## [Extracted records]
──────
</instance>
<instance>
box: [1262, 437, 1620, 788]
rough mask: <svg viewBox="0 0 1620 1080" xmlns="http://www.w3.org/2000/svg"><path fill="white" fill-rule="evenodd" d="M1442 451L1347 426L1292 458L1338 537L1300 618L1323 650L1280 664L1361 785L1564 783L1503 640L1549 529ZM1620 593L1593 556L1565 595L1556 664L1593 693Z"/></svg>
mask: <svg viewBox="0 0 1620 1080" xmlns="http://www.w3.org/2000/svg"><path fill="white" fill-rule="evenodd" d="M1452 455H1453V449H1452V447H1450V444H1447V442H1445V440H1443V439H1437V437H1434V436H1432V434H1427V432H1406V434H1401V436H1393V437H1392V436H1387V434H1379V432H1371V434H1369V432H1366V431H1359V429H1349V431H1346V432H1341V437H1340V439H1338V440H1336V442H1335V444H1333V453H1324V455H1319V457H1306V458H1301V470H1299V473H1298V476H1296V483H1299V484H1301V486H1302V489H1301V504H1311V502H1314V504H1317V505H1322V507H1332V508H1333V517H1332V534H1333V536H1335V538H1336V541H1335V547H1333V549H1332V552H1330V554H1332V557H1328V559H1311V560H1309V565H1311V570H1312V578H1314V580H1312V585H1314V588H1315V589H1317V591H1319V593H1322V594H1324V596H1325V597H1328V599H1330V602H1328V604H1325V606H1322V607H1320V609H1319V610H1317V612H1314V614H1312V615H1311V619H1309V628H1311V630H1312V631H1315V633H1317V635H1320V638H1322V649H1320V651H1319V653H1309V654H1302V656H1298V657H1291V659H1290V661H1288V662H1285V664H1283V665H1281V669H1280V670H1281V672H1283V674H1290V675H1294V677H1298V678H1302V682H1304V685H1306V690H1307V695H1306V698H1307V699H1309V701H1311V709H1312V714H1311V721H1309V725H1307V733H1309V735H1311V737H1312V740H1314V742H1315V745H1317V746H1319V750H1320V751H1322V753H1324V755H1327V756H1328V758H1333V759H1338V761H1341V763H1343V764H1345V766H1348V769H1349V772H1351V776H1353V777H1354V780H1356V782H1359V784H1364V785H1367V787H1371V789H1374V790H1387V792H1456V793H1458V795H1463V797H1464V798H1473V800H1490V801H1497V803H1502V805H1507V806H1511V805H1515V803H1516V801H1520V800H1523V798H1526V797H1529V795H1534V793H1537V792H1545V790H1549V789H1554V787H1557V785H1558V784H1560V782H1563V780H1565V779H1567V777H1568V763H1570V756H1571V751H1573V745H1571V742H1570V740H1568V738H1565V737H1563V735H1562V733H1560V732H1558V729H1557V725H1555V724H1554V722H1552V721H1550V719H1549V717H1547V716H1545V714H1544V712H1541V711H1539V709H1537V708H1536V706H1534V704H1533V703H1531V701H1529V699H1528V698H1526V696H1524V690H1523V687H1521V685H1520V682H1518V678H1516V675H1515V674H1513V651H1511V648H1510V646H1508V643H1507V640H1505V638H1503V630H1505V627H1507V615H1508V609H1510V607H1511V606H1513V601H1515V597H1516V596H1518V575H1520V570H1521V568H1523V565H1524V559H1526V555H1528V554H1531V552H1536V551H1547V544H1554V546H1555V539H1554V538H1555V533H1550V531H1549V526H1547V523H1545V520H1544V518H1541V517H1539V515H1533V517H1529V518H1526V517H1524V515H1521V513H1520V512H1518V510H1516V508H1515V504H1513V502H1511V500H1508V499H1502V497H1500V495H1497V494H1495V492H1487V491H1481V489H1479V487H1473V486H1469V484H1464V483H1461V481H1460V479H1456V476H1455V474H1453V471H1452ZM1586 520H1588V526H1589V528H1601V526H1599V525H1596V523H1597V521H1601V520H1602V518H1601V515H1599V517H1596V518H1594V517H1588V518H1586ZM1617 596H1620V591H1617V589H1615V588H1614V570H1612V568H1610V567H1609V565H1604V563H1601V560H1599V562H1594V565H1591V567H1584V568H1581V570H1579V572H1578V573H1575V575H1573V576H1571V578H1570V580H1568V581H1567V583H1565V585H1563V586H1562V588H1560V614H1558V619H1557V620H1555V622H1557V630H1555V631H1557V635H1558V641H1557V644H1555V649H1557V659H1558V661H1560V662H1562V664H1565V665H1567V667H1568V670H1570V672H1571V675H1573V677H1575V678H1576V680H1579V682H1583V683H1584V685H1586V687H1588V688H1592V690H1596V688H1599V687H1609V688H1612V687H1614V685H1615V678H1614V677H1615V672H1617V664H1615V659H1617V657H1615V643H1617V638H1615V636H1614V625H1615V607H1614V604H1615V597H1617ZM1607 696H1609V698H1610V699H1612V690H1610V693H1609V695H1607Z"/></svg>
──────
## [Activity]
The expected response is the full data, reproduced exactly.

## [Finished exercise]
</instance>
<instance>
box: [1262, 437, 1620, 788]
rough mask: <svg viewBox="0 0 1620 1080" xmlns="http://www.w3.org/2000/svg"><path fill="white" fill-rule="evenodd" d="M1442 451L1347 426L1292 458L1338 537L1300 618L1323 650L1280 664L1361 785L1564 783L1503 640L1549 529ZM1620 593L1593 556L1565 595L1556 664L1593 693Z"/></svg>
mask: <svg viewBox="0 0 1620 1080" xmlns="http://www.w3.org/2000/svg"><path fill="white" fill-rule="evenodd" d="M1452 455H1453V449H1452V447H1450V444H1447V442H1445V440H1443V439H1437V437H1434V436H1432V434H1427V432H1406V434H1401V436H1393V437H1392V436H1387V434H1379V432H1371V434H1369V432H1366V431H1359V429H1349V431H1346V432H1341V437H1340V439H1338V440H1336V442H1335V444H1333V453H1324V455H1319V457H1306V458H1301V470H1299V473H1298V476H1296V483H1299V484H1301V486H1302V489H1301V504H1311V502H1314V504H1317V505H1322V507H1332V508H1333V517H1332V534H1333V536H1335V538H1336V541H1335V547H1333V549H1332V552H1330V554H1332V557H1328V559H1311V560H1309V565H1311V570H1312V578H1314V580H1312V585H1314V588H1315V589H1317V591H1319V593H1322V594H1324V596H1325V597H1328V599H1330V602H1328V604H1325V606H1322V607H1320V609H1319V610H1317V612H1314V614H1312V615H1311V619H1309V628H1311V630H1312V631H1315V633H1317V635H1320V638H1322V649H1320V651H1319V653H1309V654H1302V656H1298V657H1291V659H1290V661H1288V662H1285V664H1283V665H1281V669H1280V670H1281V672H1283V674H1290V675H1294V677H1298V678H1302V682H1304V685H1306V690H1307V695H1306V698H1307V699H1309V701H1311V709H1312V714H1311V721H1309V725H1307V733H1309V735H1311V737H1312V740H1314V742H1315V745H1317V746H1319V750H1320V751H1322V753H1324V755H1327V756H1328V758H1333V759H1338V761H1341V763H1343V764H1345V766H1348V769H1349V772H1351V776H1353V777H1354V780H1356V782H1359V784H1364V785H1367V787H1371V789H1374V790H1387V792H1456V793H1458V795H1463V797H1464V798H1473V800H1490V801H1497V803H1502V805H1507V806H1511V805H1515V803H1516V801H1520V800H1523V798H1526V797H1529V795H1534V793H1537V792H1545V790H1549V789H1554V787H1557V785H1558V784H1560V782H1563V780H1565V779H1567V777H1568V763H1570V756H1571V751H1573V745H1571V742H1570V740H1568V738H1565V737H1563V735H1562V733H1560V732H1558V729H1557V725H1555V724H1554V722H1552V721H1550V719H1549V717H1547V716H1545V714H1544V712H1541V711H1539V709H1537V708H1536V706H1534V704H1533V703H1531V701H1529V699H1528V698H1526V696H1524V690H1523V687H1521V685H1520V682H1518V678H1516V675H1515V674H1513V651H1511V648H1510V646H1508V643H1507V640H1505V638H1503V630H1505V627H1507V615H1508V609H1510V607H1511V606H1513V601H1515V597H1516V596H1518V575H1520V570H1521V568H1523V565H1524V559H1526V555H1528V554H1531V552H1536V551H1547V544H1554V546H1555V539H1554V538H1555V533H1550V531H1549V526H1547V523H1545V520H1544V518H1541V517H1539V515H1533V517H1529V518H1526V517H1524V515H1521V513H1520V512H1518V510H1516V508H1515V504H1513V502H1511V500H1508V499H1502V497H1500V495H1497V494H1495V492H1487V491H1481V489H1479V487H1473V486H1469V484H1464V483H1461V481H1460V479H1456V476H1455V474H1453V471H1452ZM1586 520H1588V526H1589V528H1601V526H1599V525H1596V523H1597V521H1601V520H1602V518H1601V515H1599V517H1596V518H1594V517H1588V518H1586ZM1617 596H1620V591H1617V589H1615V588H1614V570H1612V568H1610V567H1609V565H1604V563H1601V560H1599V562H1594V565H1591V567H1584V568H1581V570H1579V572H1578V573H1575V575H1573V576H1571V578H1570V580H1568V581H1567V583H1565V585H1563V586H1562V588H1560V614H1558V619H1557V620H1555V622H1557V630H1555V631H1557V635H1558V641H1557V644H1555V649H1557V659H1558V661H1560V662H1562V664H1565V665H1567V667H1568V670H1570V672H1571V675H1573V677H1575V678H1576V680H1579V682H1583V683H1584V685H1586V687H1588V688H1592V690H1596V688H1599V687H1609V688H1612V687H1614V685H1615V678H1614V677H1615V672H1617V664H1615V659H1617V657H1615V643H1617V638H1615V636H1614V625H1615V607H1614V604H1615V597H1617ZM1607 696H1609V698H1610V699H1612V690H1610V693H1609V695H1607Z"/></svg>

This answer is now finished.